*Problem details:* Quote the review exchange word for word, from "Thank you for your comment. We" up to and including "get partially lost?".

*Quoted passage:*
---------------
Pages 4-8. The list of variables in Table 1 is very long. Don't the authors think it could be reported as supplementary material rather than in the text?
Thank you for your comment. We have moved Table 1 to the supplementary material.
Table 1. Some of the variables reported in Table 1 are marked as dichotomous. Among these are respiratory rate, body mass index, cholesterol (Chol), and “good cholesterol” (CholGd). In this way, by collapsing the variable into just two values, didn’t information get partially lost?
Thank you for your comment. In the case of the variables Chol and CholGd, these come from the general section of the questionnaire, where participants simply indicate whether they have high cholesterol and its type. On the other hand, the Blood and Urine Test Results section presents cholesterol levels and their subtypes. Regarding body mass index, we decided to categorize it dichotomously to facilitate its interpretation within the context of predictive models, which allowed us to more easily identify general patterns. However, the results analysis showed that BMI, although dichotomous, remains a potential predictor in the predictive models for uric acid, highlighting its relevance in this study, even when not considered continuously
Page 8, lines 120-125, and page 20, lines 329-334. Cross-feature selection is used to reduce the number of predictive variables. The authors rightly pointed out that in this way, overfitting is limited, but it would have been helpful to explain it more extensively. How was overfitting estimated, and what measures were taken to eliminate irrelevant or duplicate information from the training data? For instance, the top critical features highlighted by the algorithms are likely to be mutually intercorrelated (body mass index, triglycerides, etc.). They would have been probably excluded by conventional (non-AI) statistical models that assess the effect of individual predictors.
---------------
(Saved data entries)
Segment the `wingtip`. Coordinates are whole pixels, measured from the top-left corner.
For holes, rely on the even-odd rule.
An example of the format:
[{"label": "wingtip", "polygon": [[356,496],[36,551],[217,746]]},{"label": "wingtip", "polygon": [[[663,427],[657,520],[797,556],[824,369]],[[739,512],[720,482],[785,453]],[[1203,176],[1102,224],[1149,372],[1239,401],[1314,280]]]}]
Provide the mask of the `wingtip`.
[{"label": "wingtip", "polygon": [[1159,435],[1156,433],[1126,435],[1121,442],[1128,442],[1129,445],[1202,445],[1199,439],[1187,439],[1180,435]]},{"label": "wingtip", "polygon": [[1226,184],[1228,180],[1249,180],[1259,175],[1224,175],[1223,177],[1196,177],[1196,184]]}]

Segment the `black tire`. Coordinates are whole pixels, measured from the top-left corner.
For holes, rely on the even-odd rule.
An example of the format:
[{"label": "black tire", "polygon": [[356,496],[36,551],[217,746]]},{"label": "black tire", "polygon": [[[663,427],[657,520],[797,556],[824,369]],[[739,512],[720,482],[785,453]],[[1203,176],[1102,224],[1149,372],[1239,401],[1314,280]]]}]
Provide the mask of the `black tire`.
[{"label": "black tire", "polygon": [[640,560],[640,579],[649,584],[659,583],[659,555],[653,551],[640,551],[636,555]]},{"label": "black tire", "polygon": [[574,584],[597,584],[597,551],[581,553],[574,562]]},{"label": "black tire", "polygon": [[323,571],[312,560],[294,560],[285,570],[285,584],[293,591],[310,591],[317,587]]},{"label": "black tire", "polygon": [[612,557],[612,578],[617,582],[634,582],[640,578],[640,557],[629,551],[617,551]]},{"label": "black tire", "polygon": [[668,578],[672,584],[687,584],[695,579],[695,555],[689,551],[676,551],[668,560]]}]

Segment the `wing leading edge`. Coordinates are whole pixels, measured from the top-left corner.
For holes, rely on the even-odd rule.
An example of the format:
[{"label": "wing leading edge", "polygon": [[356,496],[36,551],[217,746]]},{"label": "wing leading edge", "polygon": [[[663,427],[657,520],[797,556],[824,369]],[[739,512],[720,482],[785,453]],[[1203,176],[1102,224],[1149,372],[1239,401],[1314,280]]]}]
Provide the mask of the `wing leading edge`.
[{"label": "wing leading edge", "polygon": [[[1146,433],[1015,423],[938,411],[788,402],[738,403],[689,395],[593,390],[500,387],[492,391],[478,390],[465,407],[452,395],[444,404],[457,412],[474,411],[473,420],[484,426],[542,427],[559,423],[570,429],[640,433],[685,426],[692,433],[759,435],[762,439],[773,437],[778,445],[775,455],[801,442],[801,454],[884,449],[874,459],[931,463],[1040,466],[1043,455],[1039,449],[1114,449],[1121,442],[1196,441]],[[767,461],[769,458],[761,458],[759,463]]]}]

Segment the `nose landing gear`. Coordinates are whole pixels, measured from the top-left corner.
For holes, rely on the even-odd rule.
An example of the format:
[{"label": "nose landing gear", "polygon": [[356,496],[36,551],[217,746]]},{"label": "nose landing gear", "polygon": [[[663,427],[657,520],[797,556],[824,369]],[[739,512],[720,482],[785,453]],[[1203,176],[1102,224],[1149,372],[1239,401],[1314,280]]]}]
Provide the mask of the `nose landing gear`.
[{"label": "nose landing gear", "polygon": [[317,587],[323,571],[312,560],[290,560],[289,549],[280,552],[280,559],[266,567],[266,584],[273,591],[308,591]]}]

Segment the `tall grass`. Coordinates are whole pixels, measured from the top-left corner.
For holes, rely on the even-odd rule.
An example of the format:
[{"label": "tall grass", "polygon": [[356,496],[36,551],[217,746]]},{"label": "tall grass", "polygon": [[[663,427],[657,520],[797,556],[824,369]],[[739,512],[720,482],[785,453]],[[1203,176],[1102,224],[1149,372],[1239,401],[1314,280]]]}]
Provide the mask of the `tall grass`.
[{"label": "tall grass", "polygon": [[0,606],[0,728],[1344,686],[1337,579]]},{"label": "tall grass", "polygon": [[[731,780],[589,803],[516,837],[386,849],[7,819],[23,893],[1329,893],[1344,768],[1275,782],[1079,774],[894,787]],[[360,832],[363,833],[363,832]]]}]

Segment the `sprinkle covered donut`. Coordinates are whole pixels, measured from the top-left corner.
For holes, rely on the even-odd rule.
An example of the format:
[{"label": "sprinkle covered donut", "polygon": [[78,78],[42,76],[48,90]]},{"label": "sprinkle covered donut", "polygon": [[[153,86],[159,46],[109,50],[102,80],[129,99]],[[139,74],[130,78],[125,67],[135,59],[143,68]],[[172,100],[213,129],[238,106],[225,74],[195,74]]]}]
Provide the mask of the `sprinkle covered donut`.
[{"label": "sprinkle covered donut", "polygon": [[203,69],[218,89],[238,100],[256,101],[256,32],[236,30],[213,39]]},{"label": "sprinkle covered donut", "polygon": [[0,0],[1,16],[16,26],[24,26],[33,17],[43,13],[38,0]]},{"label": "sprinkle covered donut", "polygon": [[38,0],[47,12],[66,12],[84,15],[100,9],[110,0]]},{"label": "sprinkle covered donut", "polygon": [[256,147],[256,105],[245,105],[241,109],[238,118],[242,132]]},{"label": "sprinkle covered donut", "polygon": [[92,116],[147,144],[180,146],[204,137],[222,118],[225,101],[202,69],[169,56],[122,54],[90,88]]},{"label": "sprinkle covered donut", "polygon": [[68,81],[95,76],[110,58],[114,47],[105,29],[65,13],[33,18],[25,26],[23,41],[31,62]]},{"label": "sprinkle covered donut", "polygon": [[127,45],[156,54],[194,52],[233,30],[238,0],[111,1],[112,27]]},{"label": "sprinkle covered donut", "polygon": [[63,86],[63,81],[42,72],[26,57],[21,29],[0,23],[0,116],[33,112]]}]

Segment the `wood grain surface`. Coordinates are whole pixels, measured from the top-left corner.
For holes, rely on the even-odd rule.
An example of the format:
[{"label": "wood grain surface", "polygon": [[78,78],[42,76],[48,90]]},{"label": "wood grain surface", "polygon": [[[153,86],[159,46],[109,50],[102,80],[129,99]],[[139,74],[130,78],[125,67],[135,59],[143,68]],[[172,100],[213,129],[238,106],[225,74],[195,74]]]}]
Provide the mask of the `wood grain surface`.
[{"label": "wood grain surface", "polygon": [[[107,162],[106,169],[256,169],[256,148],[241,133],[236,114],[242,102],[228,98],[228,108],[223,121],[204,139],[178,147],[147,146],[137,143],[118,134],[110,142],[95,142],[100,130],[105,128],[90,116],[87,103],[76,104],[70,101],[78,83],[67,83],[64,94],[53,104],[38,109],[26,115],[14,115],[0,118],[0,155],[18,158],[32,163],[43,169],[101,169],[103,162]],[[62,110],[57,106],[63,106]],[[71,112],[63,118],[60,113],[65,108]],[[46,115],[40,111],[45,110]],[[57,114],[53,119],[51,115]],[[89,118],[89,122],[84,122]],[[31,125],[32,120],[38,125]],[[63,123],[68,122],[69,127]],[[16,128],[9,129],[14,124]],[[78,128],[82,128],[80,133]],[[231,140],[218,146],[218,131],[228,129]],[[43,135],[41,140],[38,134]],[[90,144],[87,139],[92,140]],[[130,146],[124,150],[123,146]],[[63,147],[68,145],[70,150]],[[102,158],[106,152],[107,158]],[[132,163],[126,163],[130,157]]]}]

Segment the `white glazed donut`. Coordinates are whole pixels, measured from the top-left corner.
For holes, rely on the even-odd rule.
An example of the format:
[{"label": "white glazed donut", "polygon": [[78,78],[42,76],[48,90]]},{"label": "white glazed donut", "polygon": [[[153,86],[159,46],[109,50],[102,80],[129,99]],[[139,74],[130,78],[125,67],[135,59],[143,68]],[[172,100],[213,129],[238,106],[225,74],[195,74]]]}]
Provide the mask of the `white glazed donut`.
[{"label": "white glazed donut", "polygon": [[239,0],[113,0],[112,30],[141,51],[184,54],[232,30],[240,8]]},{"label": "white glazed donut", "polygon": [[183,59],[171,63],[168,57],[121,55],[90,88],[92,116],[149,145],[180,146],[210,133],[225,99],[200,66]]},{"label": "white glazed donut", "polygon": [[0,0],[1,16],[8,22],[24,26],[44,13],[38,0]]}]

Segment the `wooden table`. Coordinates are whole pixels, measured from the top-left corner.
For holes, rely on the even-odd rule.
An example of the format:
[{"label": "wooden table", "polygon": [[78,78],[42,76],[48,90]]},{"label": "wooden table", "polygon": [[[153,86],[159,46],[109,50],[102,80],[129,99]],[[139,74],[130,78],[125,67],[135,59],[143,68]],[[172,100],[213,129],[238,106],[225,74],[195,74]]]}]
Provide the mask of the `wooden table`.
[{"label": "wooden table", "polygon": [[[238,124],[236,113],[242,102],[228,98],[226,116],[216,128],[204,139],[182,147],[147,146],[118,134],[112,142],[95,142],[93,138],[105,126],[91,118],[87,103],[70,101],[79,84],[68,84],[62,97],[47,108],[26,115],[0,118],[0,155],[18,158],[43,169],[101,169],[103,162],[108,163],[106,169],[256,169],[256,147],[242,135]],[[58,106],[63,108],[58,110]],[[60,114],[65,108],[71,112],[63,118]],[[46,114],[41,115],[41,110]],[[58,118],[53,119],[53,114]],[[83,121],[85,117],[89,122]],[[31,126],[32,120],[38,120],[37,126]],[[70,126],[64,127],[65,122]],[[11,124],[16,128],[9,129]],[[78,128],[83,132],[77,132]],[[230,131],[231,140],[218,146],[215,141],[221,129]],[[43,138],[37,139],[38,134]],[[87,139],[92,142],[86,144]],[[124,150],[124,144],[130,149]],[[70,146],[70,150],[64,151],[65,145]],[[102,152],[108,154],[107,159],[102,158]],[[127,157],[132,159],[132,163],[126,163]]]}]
---------------
*Exercise answer:*
Thank you for your comment. We have moved Table 1 to the supplementary material.
Table 1. Some of the variables reported in Table 1 are marked as dichotomous. Among these are respiratory rate, body mass index, cholesterol (Chol), and “good cholesterol” (CholGd). In this way, by collapsing the variable into just two values, didn’t information get partially lost?